## Source data
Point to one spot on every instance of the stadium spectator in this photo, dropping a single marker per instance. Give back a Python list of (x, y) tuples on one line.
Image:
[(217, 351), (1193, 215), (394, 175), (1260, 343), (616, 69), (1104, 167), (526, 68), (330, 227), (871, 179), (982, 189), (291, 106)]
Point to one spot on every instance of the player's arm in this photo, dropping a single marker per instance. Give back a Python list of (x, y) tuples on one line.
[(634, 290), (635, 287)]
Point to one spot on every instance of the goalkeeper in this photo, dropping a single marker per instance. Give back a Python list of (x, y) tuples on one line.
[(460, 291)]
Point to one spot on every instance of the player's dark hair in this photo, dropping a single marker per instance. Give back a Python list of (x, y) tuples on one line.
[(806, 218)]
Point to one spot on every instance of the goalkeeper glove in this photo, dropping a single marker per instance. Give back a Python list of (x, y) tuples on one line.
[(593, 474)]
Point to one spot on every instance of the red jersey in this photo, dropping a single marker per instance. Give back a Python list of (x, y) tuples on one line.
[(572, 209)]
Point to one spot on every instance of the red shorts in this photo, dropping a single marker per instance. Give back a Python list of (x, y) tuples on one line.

## Set exercise
Beginning at the line that holds "Point to one spot on every instance of the player's arm", reproduce each line of the records above down to and including the last one.

## Task result
Point to one spot on every instance of the player's arm in this photo, dropping a single marker per instance. Give back a Python list of (x, y) tuples on one line.
[(634, 290), (635, 287)]
Point to one spot on every instance of the goalkeeper in this photo, dropping a single marker per instance. Give back a Python list of (x, y) tuples on one line.
[(460, 291)]
Point to one spot on every instance of the player's dark hair in this photo, dropping a single marker per instance. Give back a Python list of (x, y) tuples on one line.
[(806, 218)]
Point to one spot on every instance of the goalkeeper glove in this photo, dropping a single marker per instance. Give back a Python list of (x, y) tuples on one line.
[(593, 474)]
Point to one spot on every instance of the red jersey in this photo, dropping a single marker per instance. Give back a Python list of (x, y) tuples on one line.
[(572, 209)]
Point to one spot on every instance of the red shorts in this photo, dropping a single marker per instance. Give back a Python list of (x, y) tuples on one line.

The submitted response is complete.